▶

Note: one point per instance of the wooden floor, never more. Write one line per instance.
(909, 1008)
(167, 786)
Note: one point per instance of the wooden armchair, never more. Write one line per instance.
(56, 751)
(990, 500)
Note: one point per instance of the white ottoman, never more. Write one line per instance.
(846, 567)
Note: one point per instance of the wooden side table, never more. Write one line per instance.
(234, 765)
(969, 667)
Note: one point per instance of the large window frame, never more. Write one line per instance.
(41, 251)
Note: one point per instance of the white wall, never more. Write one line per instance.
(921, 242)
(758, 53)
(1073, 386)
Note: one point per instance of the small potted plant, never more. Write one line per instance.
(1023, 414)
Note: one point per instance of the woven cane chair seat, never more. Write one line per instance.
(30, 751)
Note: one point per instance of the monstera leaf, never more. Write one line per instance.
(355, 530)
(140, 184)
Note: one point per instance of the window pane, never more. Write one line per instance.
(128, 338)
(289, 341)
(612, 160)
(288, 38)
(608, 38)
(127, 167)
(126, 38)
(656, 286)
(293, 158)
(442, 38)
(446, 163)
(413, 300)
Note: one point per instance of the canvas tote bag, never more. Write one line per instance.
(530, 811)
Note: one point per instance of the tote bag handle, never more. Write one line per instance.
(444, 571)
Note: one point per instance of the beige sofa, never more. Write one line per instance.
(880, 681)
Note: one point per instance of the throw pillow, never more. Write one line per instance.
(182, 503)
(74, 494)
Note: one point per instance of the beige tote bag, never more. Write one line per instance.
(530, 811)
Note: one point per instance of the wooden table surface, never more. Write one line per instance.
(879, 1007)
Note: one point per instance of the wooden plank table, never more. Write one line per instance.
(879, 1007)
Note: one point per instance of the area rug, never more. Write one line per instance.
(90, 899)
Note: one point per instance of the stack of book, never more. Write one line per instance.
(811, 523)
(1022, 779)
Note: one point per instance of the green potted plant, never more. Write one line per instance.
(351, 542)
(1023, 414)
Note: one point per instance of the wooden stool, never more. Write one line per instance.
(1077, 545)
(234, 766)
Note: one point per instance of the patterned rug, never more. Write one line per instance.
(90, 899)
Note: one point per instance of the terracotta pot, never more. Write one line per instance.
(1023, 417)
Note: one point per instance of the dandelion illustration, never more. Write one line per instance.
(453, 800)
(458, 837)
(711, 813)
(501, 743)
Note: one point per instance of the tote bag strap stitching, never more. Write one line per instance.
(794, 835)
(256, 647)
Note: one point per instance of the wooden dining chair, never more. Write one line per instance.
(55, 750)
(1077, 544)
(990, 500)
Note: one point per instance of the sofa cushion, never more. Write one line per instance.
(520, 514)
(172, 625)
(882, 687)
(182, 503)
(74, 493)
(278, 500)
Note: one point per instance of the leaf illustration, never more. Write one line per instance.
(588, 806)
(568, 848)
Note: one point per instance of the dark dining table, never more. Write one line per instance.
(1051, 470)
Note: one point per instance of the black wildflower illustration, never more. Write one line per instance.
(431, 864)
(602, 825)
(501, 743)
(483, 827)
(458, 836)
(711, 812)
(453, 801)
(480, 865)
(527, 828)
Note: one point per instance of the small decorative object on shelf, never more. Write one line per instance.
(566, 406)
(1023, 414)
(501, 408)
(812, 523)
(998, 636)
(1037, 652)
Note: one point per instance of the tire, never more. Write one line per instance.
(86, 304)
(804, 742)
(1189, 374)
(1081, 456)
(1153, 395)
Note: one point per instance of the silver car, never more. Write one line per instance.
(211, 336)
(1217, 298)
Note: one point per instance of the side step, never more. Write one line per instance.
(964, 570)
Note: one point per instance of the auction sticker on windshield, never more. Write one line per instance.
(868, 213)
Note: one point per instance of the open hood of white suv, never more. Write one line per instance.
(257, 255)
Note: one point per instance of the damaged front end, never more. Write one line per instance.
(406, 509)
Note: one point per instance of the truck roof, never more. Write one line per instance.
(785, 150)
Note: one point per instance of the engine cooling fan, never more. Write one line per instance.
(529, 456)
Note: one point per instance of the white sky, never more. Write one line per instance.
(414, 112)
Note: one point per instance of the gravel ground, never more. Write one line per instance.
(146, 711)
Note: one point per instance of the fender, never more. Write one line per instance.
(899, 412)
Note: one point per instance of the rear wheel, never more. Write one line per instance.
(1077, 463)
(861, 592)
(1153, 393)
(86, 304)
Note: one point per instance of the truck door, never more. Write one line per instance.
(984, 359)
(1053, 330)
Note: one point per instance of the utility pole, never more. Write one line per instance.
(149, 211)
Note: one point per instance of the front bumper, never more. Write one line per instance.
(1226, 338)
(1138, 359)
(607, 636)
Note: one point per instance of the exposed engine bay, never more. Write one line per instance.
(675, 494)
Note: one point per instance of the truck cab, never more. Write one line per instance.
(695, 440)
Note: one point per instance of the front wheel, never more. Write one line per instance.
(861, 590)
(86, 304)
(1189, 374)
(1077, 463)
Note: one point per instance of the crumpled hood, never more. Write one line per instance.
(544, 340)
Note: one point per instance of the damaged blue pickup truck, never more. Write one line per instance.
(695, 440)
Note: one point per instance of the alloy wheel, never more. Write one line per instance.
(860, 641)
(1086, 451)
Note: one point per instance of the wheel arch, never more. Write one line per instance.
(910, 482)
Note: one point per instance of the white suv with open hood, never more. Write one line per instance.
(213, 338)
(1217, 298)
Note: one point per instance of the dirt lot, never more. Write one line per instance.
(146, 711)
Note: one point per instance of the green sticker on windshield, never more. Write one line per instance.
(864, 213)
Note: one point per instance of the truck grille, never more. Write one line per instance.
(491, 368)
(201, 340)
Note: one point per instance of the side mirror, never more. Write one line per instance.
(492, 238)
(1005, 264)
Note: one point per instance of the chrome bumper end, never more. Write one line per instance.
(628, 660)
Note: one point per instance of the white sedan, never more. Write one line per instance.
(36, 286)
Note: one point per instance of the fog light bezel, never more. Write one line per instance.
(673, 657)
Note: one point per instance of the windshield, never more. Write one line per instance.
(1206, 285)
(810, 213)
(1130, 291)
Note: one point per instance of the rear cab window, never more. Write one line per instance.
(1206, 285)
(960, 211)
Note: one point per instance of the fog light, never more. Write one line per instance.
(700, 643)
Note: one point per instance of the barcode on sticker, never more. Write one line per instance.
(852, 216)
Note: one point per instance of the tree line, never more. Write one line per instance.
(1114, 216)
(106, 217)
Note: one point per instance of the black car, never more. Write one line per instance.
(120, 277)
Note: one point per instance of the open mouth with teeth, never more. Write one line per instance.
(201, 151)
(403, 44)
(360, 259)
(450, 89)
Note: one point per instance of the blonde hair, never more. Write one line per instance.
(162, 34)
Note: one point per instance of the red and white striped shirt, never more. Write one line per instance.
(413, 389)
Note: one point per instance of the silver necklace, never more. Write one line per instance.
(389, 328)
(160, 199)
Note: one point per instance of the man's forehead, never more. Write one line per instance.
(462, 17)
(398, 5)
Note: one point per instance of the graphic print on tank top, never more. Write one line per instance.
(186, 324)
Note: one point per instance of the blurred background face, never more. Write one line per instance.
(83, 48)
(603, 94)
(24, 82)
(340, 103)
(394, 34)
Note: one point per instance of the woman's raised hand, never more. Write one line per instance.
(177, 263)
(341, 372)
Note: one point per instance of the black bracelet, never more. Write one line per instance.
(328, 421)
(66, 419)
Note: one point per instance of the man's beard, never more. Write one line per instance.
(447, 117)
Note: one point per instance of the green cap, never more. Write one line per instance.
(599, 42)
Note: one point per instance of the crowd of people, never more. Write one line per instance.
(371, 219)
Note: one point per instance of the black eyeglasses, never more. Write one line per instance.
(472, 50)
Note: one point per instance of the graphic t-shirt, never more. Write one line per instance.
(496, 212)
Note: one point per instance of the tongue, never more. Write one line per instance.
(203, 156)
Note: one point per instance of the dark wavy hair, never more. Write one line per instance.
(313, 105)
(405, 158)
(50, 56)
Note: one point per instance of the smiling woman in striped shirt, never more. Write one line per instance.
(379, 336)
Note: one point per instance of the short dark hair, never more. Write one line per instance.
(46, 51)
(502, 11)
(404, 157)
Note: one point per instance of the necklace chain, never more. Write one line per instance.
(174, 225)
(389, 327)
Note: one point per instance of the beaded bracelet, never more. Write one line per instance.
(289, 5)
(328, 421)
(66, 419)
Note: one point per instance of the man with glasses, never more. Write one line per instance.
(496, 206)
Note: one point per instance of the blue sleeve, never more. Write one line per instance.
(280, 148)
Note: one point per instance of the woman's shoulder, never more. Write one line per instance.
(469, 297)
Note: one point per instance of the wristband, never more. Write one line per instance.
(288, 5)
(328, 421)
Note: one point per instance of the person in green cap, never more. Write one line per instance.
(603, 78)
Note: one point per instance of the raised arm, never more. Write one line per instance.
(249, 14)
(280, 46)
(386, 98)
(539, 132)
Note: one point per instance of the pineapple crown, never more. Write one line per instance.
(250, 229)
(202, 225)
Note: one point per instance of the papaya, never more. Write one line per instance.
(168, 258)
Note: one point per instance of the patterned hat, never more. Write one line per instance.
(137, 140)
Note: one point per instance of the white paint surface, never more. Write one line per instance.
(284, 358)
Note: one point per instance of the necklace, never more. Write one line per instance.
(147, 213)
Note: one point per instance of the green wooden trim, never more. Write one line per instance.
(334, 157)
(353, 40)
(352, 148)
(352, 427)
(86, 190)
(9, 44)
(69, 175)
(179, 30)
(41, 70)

◀

### Instructions to follow
Output only the lines from the one holding "Note: one point per instance of the wristband, never" through the last line above, exactly as they appear.

### Full solution
Note: one point per instance of the wristband, never more. Write one line per instance.
(288, 5)
(328, 421)
Note: one point per instance of the person in green cap, never more. Write one line per instance.
(603, 78)
Note: one point per instance of the raised arm, never more. Write one line per instance.
(249, 14)
(280, 46)
(386, 98)
(539, 132)
Note: one point per instance of the pineapple crown, never more. Write one line per instance.
(250, 229)
(202, 225)
Note: one point per instance of the papaya, never more. Write one line per instance.
(168, 258)
Note: one point per instance of the patterned hat, never more. Write one line per instance.
(137, 140)
Note: one point per instance of the white paint surface, never more. Write one line per instance.
(284, 358)
Note: one point per instance of the necklace, never more. Write one line per instance.
(147, 213)
Note: one point per instance of the green wooden trim, never more. Write one line per instance.
(334, 157)
(353, 40)
(352, 148)
(352, 427)
(86, 190)
(9, 44)
(69, 175)
(179, 30)
(41, 70)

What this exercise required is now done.